SOURCE TEXT:

The air around college basketball buzzes heavy with Wildcat swoon and Louisville “who knew!” this week.
Louisville earned its party crasher role by bravery certainly, but bravado too. Final Four has its Cinderella and we have a Bluegrass State celebration.
Final Four as marketplace?
If the word GREAT could be sold by a street vendor instead of thrown around like Digger Phelps’ predictions, you could still buy one for 12 cents.
We wonder if an enterprising hustler has recognized the tee-shirt potential of: “No Tobacco Road Team? … u gotta be kiddin’ me!”
On the other hand, if you owned copyrights to phrase Dribble Drive this week, you could sell it for enough cash to buy top-grade gas to drive your eight-cylinder car free for a year, plus a tune-up and new windshield wipers.
All these novelties and Big Dance in Big Easy. It will be Bigger Fun for Kentuckians than ever because …
• Four teams are in New Orleans, none named Dookie or Tar Heel.

STATED GOAL: Into Spanish, how would you translate this sentence from the basketball column: "Louisville earned its party crasher role by bravery certainly, but bravado too."

RECORDS SUPPLIED:

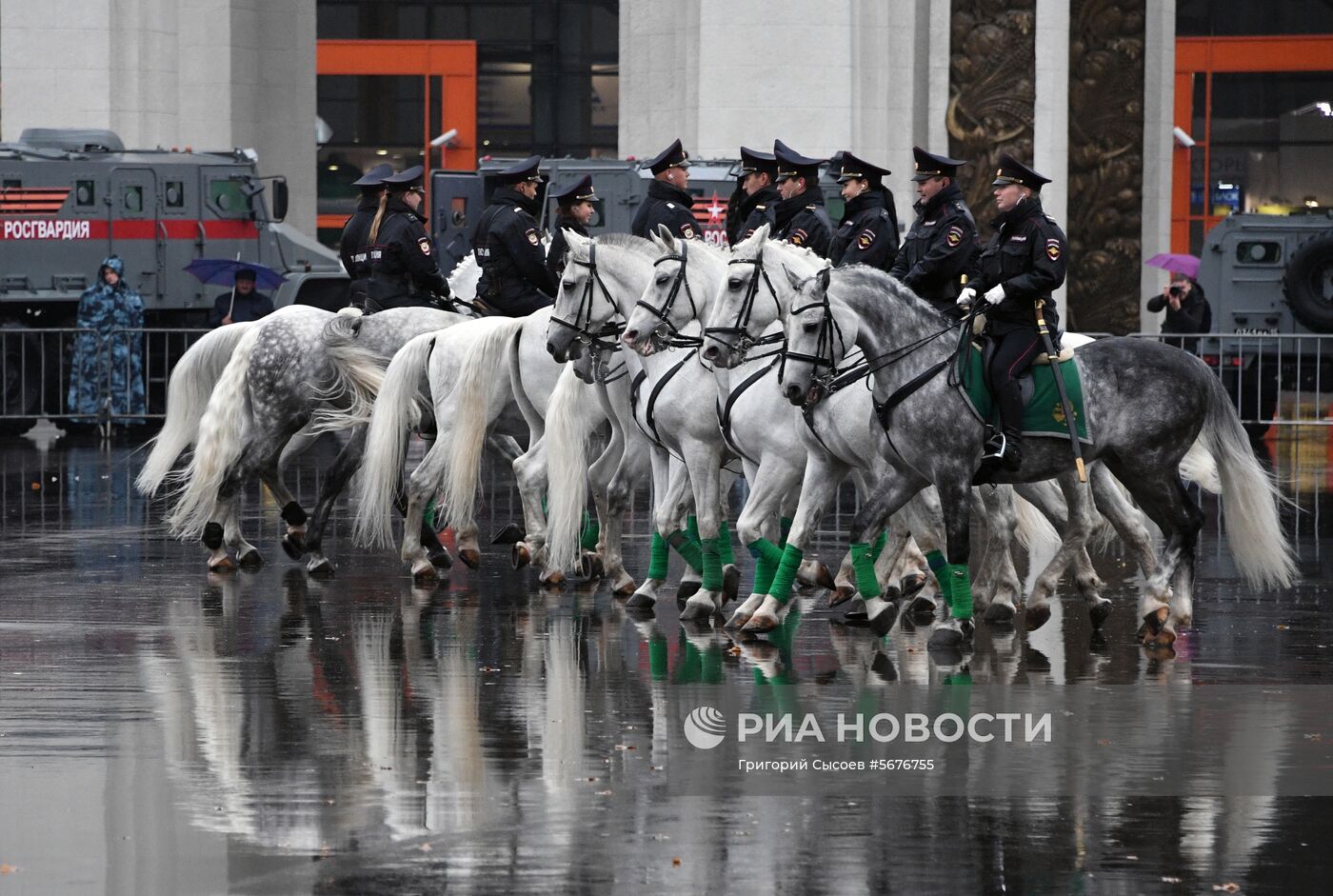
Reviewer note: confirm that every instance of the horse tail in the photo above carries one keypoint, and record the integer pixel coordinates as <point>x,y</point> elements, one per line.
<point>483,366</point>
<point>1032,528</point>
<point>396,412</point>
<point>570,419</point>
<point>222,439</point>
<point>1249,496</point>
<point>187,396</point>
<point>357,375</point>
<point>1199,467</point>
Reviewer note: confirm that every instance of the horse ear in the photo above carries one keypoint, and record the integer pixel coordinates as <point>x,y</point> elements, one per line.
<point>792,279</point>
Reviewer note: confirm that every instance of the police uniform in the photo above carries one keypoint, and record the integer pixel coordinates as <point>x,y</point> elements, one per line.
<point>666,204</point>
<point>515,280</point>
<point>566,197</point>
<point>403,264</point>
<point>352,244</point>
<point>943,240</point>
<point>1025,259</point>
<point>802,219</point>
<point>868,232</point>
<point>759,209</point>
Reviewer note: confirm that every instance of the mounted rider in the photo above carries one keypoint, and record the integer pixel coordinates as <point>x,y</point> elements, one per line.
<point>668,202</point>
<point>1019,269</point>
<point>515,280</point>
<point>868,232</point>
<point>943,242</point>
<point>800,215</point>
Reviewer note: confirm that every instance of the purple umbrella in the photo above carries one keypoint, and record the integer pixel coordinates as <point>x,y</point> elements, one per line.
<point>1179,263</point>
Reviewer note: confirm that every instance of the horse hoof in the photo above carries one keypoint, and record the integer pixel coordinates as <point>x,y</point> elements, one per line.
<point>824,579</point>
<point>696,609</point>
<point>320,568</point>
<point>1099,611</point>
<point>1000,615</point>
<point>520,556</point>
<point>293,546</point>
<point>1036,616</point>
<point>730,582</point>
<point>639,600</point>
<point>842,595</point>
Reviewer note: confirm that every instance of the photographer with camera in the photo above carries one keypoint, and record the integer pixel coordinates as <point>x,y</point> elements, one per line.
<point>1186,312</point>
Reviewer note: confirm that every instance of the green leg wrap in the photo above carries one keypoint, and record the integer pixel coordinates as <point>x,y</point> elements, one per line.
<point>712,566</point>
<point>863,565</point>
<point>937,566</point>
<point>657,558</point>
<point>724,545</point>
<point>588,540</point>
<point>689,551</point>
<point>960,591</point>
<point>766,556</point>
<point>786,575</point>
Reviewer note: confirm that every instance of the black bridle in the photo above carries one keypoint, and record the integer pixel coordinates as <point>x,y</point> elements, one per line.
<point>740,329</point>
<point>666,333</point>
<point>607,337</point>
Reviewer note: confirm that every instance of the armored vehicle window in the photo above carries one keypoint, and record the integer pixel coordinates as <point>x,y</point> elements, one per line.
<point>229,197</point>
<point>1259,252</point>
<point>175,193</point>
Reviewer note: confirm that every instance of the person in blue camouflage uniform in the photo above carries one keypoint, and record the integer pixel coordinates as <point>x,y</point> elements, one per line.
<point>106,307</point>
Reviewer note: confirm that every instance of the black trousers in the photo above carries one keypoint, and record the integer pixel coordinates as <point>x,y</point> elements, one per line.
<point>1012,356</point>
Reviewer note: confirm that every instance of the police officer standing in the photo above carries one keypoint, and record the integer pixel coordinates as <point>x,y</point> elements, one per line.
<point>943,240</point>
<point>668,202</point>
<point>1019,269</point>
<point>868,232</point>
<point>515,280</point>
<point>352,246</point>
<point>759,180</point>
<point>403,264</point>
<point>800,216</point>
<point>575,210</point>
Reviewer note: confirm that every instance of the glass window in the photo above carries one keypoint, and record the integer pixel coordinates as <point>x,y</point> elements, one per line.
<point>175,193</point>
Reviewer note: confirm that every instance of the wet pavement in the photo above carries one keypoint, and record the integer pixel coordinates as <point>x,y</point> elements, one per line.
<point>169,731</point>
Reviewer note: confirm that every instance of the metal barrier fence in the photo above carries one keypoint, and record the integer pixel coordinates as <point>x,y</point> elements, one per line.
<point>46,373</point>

SOLVED EXERCISE: Louisville se ganó su papel de colado en la fiesta con valentía, sin duda, pero también con fanfarronería.